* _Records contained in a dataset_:
◇ ◇ ◇ ◇ ◇ ◇ ◇
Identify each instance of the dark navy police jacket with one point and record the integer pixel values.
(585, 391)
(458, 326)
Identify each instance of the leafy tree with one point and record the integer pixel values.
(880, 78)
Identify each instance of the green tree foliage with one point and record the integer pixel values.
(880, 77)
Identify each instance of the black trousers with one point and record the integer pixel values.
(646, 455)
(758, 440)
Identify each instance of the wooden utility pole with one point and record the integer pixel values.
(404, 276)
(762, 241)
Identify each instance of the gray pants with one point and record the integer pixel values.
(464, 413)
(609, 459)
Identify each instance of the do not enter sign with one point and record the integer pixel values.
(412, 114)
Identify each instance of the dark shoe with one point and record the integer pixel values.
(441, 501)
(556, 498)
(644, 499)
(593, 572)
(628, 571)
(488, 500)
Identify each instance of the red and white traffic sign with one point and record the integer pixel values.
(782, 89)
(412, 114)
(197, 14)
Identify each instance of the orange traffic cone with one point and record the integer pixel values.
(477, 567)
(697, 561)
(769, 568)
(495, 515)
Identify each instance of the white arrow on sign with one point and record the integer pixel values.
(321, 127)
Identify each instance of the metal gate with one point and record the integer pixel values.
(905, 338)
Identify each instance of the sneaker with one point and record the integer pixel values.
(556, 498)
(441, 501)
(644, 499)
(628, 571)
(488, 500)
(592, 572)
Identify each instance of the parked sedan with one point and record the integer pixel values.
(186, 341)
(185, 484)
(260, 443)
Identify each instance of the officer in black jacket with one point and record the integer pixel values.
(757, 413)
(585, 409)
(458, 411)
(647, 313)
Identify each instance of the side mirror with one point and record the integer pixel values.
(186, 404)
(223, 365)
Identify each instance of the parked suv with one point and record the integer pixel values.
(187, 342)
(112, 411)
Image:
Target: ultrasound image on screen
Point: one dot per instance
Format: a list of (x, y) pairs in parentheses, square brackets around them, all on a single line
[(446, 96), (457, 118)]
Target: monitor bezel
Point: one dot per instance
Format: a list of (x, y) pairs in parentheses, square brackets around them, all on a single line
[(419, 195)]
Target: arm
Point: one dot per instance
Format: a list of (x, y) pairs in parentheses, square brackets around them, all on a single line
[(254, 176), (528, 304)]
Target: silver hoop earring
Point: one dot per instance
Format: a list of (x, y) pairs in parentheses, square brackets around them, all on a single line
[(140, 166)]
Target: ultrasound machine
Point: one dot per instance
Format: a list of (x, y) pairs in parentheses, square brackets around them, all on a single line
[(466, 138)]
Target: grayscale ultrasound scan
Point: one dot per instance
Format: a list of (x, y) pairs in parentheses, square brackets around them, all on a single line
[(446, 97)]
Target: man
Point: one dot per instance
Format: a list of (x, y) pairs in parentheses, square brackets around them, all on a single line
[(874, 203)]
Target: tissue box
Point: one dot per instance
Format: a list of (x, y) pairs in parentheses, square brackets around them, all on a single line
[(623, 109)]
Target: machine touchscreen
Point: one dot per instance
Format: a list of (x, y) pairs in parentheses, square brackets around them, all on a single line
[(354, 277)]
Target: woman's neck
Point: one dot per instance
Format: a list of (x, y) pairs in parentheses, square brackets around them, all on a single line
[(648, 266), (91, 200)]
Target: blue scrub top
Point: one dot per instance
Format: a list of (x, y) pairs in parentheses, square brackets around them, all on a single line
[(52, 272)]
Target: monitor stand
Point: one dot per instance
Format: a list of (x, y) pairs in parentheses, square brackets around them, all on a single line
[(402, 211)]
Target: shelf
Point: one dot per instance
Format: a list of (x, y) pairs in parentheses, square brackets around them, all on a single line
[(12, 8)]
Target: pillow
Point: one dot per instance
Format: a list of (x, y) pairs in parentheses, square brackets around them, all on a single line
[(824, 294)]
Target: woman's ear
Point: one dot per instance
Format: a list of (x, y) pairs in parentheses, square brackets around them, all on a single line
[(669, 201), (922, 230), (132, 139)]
◇ ◇ ◇ ◇ ◇ ◇ ◇
* _Directions_: Write out each record exactly, without addition or omission.

* _Response to this task_:
Identify each instance of the dark navy police jacket with one point and record the integer pixel values.
(585, 391)
(458, 326)
Identify each instance of the leafy tree with one point and record the integer pixel values.
(880, 78)
Identify each instance of the green tree foliage with one point and record the integer pixel values.
(880, 77)
Identify each instance of the black trousers with one point and record the integer pixel values.
(646, 455)
(758, 440)
Identify each instance of the wooden utility pole with one point and record the integer pixel values.
(404, 276)
(762, 241)
Identify each instance of the gray pants with one point and record the integer pixel values.
(464, 413)
(609, 459)
Identify each instance of the do not enter sign with one point and record the integer pixel values.
(412, 114)
Identify each instance of the dark shoe with one point and record the integer pixel values.
(441, 501)
(556, 498)
(644, 499)
(593, 572)
(628, 571)
(488, 500)
Identify each instance of the red and white traffic sign with one point and record the integer pixel values.
(782, 89)
(412, 114)
(197, 14)
Identify each instance of the orange traffic cone with one point and record the integer pixel values.
(477, 567)
(697, 561)
(769, 568)
(495, 515)
Identify each instance of the white arrow on sign with one point and record the integer pixel values.
(321, 127)
Identify each instance of the metal gate with one point and record the integer pixel values.
(905, 338)
Identify each instance of the sneaker with one point and record the integer pixel values.
(556, 498)
(441, 501)
(644, 499)
(628, 571)
(488, 500)
(592, 572)
Identify each instance of the parked sedan with one point and record the integer pixel values.
(186, 341)
(185, 484)
(260, 443)
Identify each instance of the officer in black jacket with one point and record the integer pixel values.
(757, 413)
(585, 409)
(458, 411)
(647, 313)
Identify each instance of the side mirror with one point and record the integer pixel values.
(186, 404)
(223, 365)
Identify each instance of the parked suv with one point and record the integer pixel values.
(187, 342)
(112, 411)
Image:
Target: ultrasound image on screen
Point: one dot per instance
Format: a list of (x, y) pairs in parentheses, square brackets around them, all on a single line
[(446, 96), (457, 118)]
Target: monitor bezel
Point: one dot per instance
Format: a list of (x, y) pairs in parentheses, square brackets around them, all on a single line
[(419, 195)]
Target: arm
Point: one dot per instance
Format: a list of (x, y) pairs in parentheses, square brackets around them, all on a single line
[(254, 176), (528, 304)]
Target: silver hoop earring
Point: one dot per instance
Format: a list of (x, y) pairs in parentheses, square brackets around them, all on a single line
[(140, 166)]
Target: ultrasound machine
Point: one dot per instance
Format: a list of (x, y) pairs in parentheses, square brackets around them, all on a single line
[(466, 138)]
Target: grayscale ultrasound scan
Point: one dot per instance
Format: a list of (x, y) pairs in parentheses, square brackets around them, all on a single line
[(446, 97)]
Target: man
Point: one dot per instance
Format: a list of (x, y) pairs in parentheses, square brackets around them, all on a single line
[(874, 203)]
Target: tissue box
Point: one dot per instance
Format: a list of (x, y) pairs in parentheses, square brackets around them, all on a single line
[(623, 109)]
Target: machine touchscreen
Point: one dot per instance
Format: a list of (x, y) pairs in parentheses, square brackets around them, all on a single line
[(354, 277)]
Target: woman's neck
Point: one dot per instance
Format: a list of (x, y) pairs in parentheses, square brackets around them, all on a single line
[(648, 266), (91, 200)]
Target: blue scrub top
Point: one dot per instance
Format: a list of (x, y) pairs in parentheses, square brackets around them, all on a single line
[(52, 272)]
Target: monitor stand
Point: one dot per instance
Format: a list of (x, y) pairs in parentheses, square brackets around them, all on a single line
[(402, 211)]
Target: shelf
Point: one dot per instance
Format: a list of (x, y) pairs in parentheses, square brackets around them, all on a single line
[(12, 8)]
Target: pillow
Point: one dot per instance
Format: a list of (x, y) pairs in parentheses, square brackets around them, all on a single line
[(824, 294)]
Target: woman's ear
Point: one dot per instance
Format: a list of (x, y) pairs in parentheses, square brackets around them, all on a single line
[(669, 201), (922, 230), (132, 139)]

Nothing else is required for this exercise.